**Stated goal A:** According to the book review below, which foundation provided funding for the book?
**Stated goal B:** Please duplicate the stretch of the book review from "However, a theme" through "and ‘street art’.".

Our work is made possible through the support of the following organisations:

SRB logoSRB logoSRB logoSRB logo

Best in Show: Australian Art Exhibitions: Opening our eyes

Sasha Grishin on Australian Art Exhibitions

'The considerable achievement of this book has been to chart the various curatorial paths and strategies adopted by people working both inside and outside the official art establishment and the discussion of the fascinating intersections between these various paths.'

Australian Art Exhibitions: Opening our eyes is an immensely ambitious, all-enveloping project that seems to have grown in all directions as the research progressed. Ostensibly, it is an account of art exhibitions in Australia over the past half-century and how their changing nature reflected and encouraged changes in Australian society.

However, a theme as broad as art exhibitions in Australia touches on a vast range of related topics, including funding for the arts, the training of the gatekeepers of exhibitions, such as curators, gallery directors and art historians, not to mention the structure, shape and funding of museums and art galleries. The book delves in some detail into federal and state politics in Australia, demographics and patterns of immigration, cultural policies, national and international economic trends, and philosophies of where the arts sit in the changing national psyche. Once the authors had embarked on this macro interpretation of the theme of art exhibitions, then questions arose concerning the nature of art itself, the training of artists and the positioning of art schools, as well as broader questions concerning the nature of ‘museum art’ as opposed to ‘community art’ and ‘street art’.

As a result of the encyclopaedic scope of this volume, much of the published material is synoptic in nature and appears in the form of a highly compressed databank of information – most of it scrupulously and meticulously researched and drawn from archival sources, interviews with some of the key players, and a detailed examination of numerous exhibitions and their catalogues.

This book is a team effort, not only by the four main authors – Joanna Mendelssohn, Catherine De Lorenzo, Alison Inglis and Catherine Speck – but also by scores of librarians, curators and gallery administrators, many of whom are listed in the acknowledgements. All four authors are very senior and distinguished art academics; Mendelssohn and De Lorenzo, after lengthy careers, now occupy honorary roles at the University of New South Wales, Professor Inglis is an art historian in Melbourne and Professor Speck in Adelaide. There is a confession in the text that not all of the exhibitions discussed have been seen by all of the authors, but many have been viewed by more than one member of the quadriga. Collectively, they have an enormous amount of first-hand experience of the visual arts in Sydney, Melbourne and Adelaide and positively reflect many of the values of women in the arts of their generation. The project was funded through an ARC Linkage Project Grant, (dating from a time before ministers autocratically intervened to decide the fate of peer-reviewed applications), plus numerous other university and institutional grants, as well as funding for the book by the Gordon Darling Foundation, which has been such a strong supporter of scholarly art publishing.

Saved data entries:

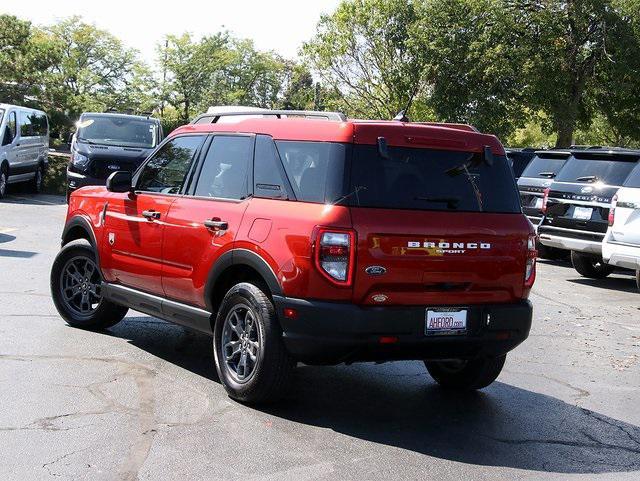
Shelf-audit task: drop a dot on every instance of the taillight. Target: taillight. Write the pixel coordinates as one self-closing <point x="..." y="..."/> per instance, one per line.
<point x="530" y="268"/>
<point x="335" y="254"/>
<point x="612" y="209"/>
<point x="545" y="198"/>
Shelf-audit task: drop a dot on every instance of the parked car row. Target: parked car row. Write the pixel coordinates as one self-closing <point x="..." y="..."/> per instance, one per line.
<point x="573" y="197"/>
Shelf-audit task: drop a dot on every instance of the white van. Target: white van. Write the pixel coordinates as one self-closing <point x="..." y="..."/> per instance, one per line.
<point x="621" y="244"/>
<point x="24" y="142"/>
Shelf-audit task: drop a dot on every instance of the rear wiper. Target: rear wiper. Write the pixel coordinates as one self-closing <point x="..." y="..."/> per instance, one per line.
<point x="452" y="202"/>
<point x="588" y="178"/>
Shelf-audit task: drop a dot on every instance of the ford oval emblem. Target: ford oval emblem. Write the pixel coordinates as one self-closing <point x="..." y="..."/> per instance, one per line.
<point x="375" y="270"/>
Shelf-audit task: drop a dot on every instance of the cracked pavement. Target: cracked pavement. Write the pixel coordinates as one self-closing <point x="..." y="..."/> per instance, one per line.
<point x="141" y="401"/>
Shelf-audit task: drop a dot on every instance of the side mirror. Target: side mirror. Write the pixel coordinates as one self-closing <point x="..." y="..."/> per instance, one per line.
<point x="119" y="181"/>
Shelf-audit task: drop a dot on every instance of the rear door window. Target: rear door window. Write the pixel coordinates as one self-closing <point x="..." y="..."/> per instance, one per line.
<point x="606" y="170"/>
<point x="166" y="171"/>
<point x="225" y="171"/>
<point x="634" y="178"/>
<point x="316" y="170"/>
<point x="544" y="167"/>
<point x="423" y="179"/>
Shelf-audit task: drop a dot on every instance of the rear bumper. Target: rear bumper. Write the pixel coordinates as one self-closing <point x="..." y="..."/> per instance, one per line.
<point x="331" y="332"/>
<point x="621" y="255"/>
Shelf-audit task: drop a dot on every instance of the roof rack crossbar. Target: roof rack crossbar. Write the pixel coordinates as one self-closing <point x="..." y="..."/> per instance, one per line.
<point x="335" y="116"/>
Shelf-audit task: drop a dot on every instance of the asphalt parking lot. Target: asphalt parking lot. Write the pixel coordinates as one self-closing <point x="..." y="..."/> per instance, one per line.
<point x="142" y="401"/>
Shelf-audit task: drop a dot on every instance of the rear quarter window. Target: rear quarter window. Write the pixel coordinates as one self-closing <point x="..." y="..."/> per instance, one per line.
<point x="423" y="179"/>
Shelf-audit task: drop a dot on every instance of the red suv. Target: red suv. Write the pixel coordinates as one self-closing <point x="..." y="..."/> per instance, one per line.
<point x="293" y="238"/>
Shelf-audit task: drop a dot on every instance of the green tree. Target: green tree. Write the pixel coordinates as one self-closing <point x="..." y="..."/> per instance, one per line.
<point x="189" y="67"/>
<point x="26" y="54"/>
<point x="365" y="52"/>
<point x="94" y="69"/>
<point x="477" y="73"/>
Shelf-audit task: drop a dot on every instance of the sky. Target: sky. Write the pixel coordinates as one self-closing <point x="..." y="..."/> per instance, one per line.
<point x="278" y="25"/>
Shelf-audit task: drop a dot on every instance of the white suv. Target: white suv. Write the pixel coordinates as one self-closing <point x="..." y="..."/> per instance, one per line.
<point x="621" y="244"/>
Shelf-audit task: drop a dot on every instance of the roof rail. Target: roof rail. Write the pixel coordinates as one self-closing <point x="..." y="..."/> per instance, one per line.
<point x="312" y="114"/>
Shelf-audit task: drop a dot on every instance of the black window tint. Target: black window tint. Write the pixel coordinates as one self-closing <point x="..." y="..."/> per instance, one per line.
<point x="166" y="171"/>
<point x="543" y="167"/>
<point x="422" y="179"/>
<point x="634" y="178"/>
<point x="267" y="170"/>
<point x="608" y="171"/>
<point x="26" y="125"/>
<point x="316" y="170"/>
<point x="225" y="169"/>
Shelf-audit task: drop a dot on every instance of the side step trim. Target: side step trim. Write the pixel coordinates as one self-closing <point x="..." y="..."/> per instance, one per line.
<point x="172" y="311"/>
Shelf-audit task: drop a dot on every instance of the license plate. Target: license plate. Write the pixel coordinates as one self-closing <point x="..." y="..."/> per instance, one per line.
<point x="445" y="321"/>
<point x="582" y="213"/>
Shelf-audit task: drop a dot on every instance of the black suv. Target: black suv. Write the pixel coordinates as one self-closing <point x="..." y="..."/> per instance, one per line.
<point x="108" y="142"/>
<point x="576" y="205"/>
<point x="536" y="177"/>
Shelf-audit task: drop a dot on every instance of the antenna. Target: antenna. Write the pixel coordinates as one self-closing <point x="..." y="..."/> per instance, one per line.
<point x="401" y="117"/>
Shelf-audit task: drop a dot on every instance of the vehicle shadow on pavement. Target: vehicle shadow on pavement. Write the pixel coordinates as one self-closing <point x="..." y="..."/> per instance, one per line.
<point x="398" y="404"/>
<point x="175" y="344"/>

---

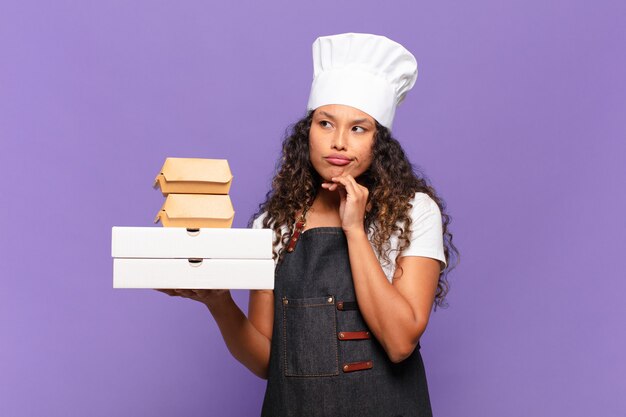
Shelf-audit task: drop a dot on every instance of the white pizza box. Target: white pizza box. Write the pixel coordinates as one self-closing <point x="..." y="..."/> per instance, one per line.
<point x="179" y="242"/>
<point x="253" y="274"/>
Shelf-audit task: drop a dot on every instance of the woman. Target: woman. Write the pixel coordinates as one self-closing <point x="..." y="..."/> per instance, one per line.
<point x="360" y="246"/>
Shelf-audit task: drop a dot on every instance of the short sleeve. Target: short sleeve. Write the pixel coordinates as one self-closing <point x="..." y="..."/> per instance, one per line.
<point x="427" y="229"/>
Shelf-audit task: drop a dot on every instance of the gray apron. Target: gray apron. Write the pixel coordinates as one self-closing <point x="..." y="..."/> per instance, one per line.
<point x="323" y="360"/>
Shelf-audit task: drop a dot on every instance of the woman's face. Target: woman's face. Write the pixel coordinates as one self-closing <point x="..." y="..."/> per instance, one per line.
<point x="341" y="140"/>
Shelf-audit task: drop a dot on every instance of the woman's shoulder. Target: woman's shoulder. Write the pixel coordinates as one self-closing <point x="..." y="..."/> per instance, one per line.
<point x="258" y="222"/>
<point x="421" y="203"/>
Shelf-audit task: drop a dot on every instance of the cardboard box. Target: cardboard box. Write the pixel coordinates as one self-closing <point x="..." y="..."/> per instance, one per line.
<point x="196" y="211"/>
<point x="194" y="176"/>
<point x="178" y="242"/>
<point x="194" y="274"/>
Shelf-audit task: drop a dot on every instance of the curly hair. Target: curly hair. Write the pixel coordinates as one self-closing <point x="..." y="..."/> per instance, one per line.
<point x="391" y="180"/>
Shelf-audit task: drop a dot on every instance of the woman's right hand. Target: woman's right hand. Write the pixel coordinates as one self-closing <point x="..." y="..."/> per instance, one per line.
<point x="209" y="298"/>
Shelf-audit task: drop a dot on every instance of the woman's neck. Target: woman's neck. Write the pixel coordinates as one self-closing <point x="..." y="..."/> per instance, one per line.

**Reply A:** The Gordon Darling Foundation

**Reply B:**
However, a theme as broad as art exhibitions in Australia touches on a vast range of related topics, including funding for the arts, the training of the gatekeepers of exhibitions, such as curators, gallery directors and art historians, not to mention the structure, shape and funding of museums and art galleries. The book delves in some detail into federal and state politics in Australia, demographics and patterns of immigration, cultural policies, national and international economic trends, and philosophies of where the arts sit in the changing national psyche. Once the authors had embarked on this macro interpretation of the theme of art exhibitions, then questions arose concerning the nature of art itself, the training of artists and the positioning of art schools, as well as broader questions concerning the nature of ‘museum art’ as opposed to ‘community art’ and ‘street art’.